Controlled Crying For Naps – Cosleeping

We have covered Controlled Crying (also known as The Ferber Method) in some detail in previous posts.  Please see However, following a recent comment on the site I thought an extra post was needed to discuss how nap times and co-sleeping fit in with the technique.


In terms of nap-times, you should use a similar procedure as you do during the night .  As Zoe rightly pointed out, if you didn’t have consistency between the daytime and nightime sleeps you would confuse your baby by sending him ‘mixed messages.’


However, many parents have reported problems using the controlled crying method at naptimes so I now recommend a less-harsh adaptation for nap times.  It has been suggested that CC is less effective for naps because babies use a different part of the brain for naps when compared with night time sleep. Make sure you have black-out blinds for his room as these really help. Also, the world has a lot more things going on during the day and much more noise so you may want to consider leaving a lullaby cd on at a low volume to block out these audible distractions.


Naps can be difficult to sort out and may take a couple of weeks to get right. The first nap of the day is the place where you want to begin because this is the easiest one to tackle. Your aim is obviously going to be to get him down in his cot for that nap. Allocate a time-frame of one hour for the nap and use the technique below until the hour is up. If baby fails to sleep within that time, get him up and get him to sleep another way (car,pram etc.) and then try again the following day. Repeat the process until he’s settling for that nap, then move on to another nap.


Here is the technique to try for parents who have used CC at night time but are struggling with nap time. The two techniques are consistent so using one in the day and one at night won’t confuse your baby and cause problems at night.

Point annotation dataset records
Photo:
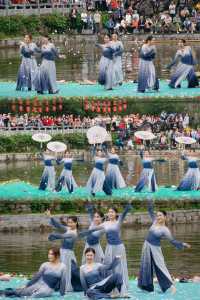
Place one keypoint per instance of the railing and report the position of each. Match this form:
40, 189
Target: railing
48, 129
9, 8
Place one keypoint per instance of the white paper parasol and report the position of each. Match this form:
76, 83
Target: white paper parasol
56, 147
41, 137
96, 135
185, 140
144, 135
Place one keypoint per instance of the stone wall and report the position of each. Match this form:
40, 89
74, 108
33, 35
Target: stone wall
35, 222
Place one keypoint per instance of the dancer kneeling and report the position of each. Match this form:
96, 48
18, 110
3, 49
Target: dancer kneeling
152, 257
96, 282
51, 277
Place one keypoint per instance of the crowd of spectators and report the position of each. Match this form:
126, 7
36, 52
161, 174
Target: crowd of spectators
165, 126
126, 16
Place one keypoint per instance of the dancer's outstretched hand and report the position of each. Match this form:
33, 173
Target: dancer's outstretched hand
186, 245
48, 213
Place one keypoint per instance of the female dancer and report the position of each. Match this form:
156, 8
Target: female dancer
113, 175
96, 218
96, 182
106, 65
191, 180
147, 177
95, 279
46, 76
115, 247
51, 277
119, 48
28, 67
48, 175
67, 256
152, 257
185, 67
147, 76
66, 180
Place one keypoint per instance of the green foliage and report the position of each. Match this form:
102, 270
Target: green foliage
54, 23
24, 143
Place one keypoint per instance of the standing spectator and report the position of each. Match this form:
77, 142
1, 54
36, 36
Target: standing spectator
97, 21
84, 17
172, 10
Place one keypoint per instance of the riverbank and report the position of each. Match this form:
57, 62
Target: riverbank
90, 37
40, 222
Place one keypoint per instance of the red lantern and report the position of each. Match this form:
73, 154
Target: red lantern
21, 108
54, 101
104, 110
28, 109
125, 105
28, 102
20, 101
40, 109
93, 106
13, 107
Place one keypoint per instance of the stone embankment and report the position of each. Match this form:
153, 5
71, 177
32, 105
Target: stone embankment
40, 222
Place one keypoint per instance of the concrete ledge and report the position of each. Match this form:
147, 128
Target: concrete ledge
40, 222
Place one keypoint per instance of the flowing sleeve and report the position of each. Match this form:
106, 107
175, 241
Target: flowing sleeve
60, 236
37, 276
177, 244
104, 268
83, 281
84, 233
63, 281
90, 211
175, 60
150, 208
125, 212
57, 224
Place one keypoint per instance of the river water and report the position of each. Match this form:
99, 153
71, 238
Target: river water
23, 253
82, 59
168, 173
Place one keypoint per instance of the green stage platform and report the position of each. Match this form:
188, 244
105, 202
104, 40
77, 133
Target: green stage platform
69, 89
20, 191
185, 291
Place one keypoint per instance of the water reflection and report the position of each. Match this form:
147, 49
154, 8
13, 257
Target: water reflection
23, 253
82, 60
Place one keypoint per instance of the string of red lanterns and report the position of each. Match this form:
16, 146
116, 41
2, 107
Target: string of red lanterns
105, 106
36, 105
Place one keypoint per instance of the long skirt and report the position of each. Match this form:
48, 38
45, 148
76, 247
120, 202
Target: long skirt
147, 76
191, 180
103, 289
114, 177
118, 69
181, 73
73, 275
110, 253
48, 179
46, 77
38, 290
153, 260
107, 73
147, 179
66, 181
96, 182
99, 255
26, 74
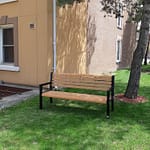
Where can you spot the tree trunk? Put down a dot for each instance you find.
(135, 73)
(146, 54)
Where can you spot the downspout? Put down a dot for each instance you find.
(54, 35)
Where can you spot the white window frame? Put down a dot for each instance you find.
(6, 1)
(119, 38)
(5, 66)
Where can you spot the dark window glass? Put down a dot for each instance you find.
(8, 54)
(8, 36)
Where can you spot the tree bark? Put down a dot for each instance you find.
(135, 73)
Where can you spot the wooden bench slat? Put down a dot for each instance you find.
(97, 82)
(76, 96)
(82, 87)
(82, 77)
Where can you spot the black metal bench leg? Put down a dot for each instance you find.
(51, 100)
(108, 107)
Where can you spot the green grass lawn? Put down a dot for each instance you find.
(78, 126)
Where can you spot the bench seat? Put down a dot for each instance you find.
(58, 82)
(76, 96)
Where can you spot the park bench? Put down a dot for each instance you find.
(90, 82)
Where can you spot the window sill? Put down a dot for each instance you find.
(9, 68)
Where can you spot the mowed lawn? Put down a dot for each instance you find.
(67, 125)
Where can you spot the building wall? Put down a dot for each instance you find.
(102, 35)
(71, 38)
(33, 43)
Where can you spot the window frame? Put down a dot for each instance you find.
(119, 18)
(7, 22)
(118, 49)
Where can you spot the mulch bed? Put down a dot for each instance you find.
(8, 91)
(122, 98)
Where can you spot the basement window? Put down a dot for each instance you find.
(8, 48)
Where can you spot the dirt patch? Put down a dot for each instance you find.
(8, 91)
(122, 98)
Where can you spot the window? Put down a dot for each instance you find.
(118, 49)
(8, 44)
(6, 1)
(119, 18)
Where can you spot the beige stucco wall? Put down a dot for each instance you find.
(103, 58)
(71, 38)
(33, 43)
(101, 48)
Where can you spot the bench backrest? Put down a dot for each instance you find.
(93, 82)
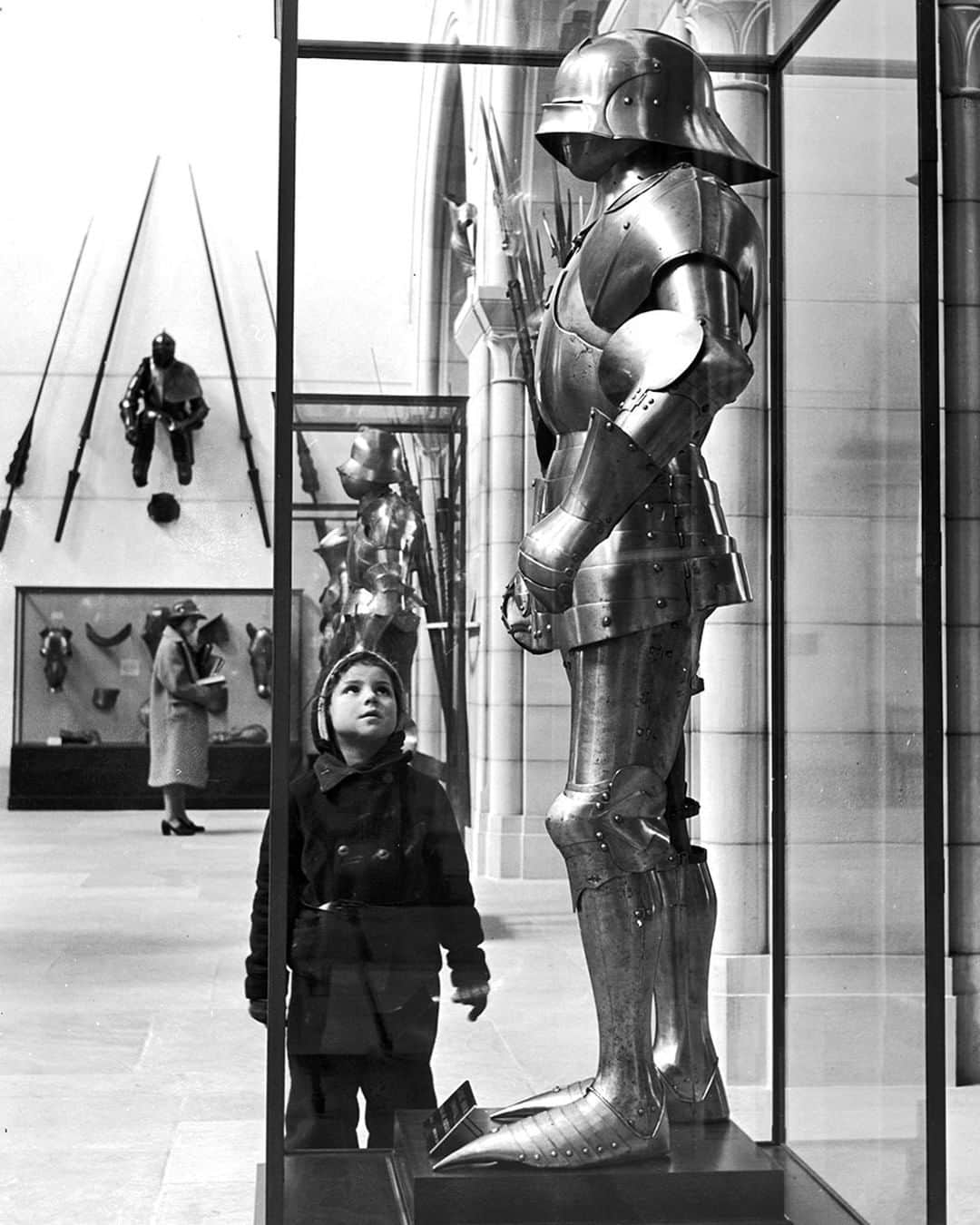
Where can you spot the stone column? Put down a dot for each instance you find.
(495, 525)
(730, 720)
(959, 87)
--
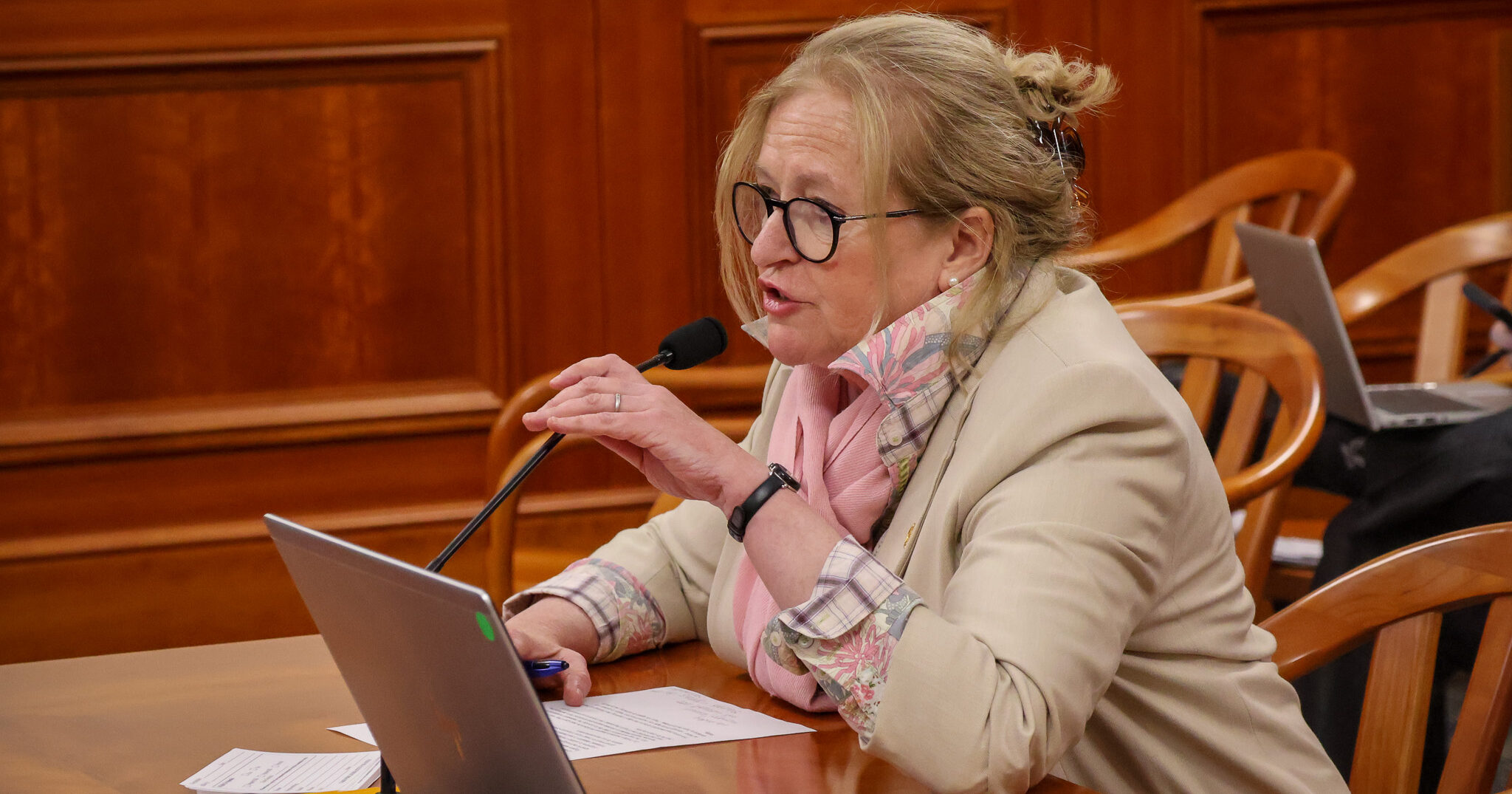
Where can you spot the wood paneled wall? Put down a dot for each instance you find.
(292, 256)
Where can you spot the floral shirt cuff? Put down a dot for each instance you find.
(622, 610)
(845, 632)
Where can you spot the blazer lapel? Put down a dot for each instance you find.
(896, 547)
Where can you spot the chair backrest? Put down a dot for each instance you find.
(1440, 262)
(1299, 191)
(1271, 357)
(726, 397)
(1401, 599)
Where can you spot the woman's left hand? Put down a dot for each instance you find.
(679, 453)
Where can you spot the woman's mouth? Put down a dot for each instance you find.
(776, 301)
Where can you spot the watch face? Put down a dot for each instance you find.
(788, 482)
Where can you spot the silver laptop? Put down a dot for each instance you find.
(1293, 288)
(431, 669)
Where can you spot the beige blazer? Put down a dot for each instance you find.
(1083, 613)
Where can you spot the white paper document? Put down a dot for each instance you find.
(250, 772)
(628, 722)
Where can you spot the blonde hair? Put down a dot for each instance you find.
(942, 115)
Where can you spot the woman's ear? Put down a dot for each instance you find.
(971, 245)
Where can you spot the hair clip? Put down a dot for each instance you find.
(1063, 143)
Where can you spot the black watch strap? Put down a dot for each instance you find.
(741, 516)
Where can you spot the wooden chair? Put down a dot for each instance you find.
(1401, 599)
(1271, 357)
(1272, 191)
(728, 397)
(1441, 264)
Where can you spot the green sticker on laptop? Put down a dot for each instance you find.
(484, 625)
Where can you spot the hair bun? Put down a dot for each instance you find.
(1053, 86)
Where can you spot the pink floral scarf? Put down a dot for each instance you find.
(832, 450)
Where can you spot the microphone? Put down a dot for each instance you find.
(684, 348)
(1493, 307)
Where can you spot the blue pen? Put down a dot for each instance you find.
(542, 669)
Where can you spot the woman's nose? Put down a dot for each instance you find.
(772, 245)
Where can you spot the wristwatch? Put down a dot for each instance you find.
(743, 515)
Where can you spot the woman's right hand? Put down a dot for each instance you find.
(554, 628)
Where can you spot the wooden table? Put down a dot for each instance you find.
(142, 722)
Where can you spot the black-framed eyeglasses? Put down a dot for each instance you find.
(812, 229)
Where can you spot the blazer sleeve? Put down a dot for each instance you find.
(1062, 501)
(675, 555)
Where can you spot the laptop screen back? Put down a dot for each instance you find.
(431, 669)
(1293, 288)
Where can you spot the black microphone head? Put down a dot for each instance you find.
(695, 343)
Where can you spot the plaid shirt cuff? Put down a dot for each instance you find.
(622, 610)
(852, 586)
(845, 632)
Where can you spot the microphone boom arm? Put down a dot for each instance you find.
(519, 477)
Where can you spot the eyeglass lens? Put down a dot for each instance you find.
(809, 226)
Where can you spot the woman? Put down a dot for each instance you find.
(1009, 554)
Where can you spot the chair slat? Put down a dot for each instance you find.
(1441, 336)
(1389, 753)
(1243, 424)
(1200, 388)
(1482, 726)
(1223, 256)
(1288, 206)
* * *
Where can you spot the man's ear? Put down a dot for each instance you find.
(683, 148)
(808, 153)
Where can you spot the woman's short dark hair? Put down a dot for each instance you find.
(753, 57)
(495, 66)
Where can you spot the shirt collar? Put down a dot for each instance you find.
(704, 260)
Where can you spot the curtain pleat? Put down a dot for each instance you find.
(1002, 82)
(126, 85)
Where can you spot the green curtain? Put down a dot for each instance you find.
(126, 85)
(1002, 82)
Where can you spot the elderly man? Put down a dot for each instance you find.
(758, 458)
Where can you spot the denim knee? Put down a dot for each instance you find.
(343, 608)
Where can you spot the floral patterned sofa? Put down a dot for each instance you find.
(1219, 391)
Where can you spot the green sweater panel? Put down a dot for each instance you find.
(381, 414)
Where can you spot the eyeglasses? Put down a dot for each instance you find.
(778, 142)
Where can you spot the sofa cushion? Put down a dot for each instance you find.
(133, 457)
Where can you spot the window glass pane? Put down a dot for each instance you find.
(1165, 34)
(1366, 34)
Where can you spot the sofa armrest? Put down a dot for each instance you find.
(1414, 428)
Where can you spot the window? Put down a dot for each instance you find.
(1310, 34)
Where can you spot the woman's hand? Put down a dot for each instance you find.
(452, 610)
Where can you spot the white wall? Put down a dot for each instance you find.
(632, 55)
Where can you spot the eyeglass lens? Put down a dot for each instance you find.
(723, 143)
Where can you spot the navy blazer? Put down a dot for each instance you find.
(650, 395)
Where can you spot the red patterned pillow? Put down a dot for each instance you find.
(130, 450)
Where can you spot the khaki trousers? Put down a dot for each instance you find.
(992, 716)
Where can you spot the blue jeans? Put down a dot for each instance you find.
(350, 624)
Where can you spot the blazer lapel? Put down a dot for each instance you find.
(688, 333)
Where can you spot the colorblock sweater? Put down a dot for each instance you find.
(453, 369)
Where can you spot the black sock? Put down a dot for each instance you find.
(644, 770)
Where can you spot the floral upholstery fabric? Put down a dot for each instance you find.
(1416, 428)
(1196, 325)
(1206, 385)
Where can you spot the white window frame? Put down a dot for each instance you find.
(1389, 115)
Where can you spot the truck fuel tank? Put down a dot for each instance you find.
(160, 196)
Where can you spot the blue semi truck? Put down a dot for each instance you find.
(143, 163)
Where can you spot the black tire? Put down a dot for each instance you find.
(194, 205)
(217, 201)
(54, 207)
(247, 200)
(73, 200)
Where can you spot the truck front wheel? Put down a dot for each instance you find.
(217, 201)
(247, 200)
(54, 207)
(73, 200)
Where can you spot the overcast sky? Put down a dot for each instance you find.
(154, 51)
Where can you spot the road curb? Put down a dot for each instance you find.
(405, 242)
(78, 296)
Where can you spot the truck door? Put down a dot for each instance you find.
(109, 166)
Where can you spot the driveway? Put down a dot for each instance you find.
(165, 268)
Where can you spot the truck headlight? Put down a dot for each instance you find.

> **WORK INSTRUCTIONS**:
Write out the whole controlled crying post from above, word for word.

> **WRITTEN ANSWER**:
Controlled Crying For Naps – Cosleeping

We have covered Controlled Crying (also known as The Ferber Method) in some detail in previous posts.  Please see However, following a recent comment on the site I thought an extra post was needed to discuss how nap times and co-sleeping fit in with the technique.


In terms of nap-times, you should use a similar procedure as you do during the night .  As Zoe rightly pointed out, if you didn’t have consistency between the daytime and nightime sleeps you would confuse your baby by sending him ‘mixed messages.’


However, many parents have reported problems using the controlled crying method at naptimes so I now recommend a less-harsh adaptation for nap times.  It has been suggested that CC is less effective for naps because babies use a different part of the brain for naps when compared with night time sleep. Make sure you have black-out blinds for his room as these really help. Also, the world has a lot more things going on during the day and much more noise so you may want to consider leaving a lullaby cd on at a low volume to block out these audible distractions.


Naps can be difficult to sort out and may take a couple of weeks to get right. The first nap of the day is the place where you want to begin because this is the easiest one to tackle. Your aim is obviously going to be to get him down in his cot for that nap. Allocate a time-frame of one hour for the nap and use the technique below until the hour is up. If baby fails to sleep within that time, get him up and get him to sleep another way (car,pram etc.) and then try again the following day. Repeat the process until he’s settling for that nap, then move on to another nap.


Here is the technique to try for parents who have used CC at night time but are struggling with nap time. The two techniques are consistent so using one in the day and one at night won’t confuse your baby and cause problems at night.